Using the listing below, extract each line that has the word "peak" in it.

• • • • •

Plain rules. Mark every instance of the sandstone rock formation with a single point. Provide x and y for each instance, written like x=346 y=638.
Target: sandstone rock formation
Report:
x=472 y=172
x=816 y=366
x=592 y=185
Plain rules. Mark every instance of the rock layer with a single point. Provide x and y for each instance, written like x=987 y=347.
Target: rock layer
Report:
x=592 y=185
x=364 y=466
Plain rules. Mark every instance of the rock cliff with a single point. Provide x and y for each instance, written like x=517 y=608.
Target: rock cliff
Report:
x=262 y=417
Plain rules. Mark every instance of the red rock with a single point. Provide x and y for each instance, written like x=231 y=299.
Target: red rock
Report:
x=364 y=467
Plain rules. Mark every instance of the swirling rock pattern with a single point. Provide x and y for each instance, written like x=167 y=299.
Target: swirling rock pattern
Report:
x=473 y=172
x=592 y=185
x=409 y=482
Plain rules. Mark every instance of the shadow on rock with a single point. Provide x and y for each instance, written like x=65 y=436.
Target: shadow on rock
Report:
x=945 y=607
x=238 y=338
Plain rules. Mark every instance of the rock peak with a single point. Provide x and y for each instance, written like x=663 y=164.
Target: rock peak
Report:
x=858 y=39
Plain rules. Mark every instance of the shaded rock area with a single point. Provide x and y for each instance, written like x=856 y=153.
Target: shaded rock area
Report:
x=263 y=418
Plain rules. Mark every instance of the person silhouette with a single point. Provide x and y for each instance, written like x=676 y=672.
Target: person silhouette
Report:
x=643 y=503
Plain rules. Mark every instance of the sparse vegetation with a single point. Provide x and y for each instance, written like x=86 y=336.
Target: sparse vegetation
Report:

• • • • •

Response -
Plain rules. Mark every instance of the rock peak with a single point. Provide x and y for each instance, written like x=663 y=164.
Target: rock peak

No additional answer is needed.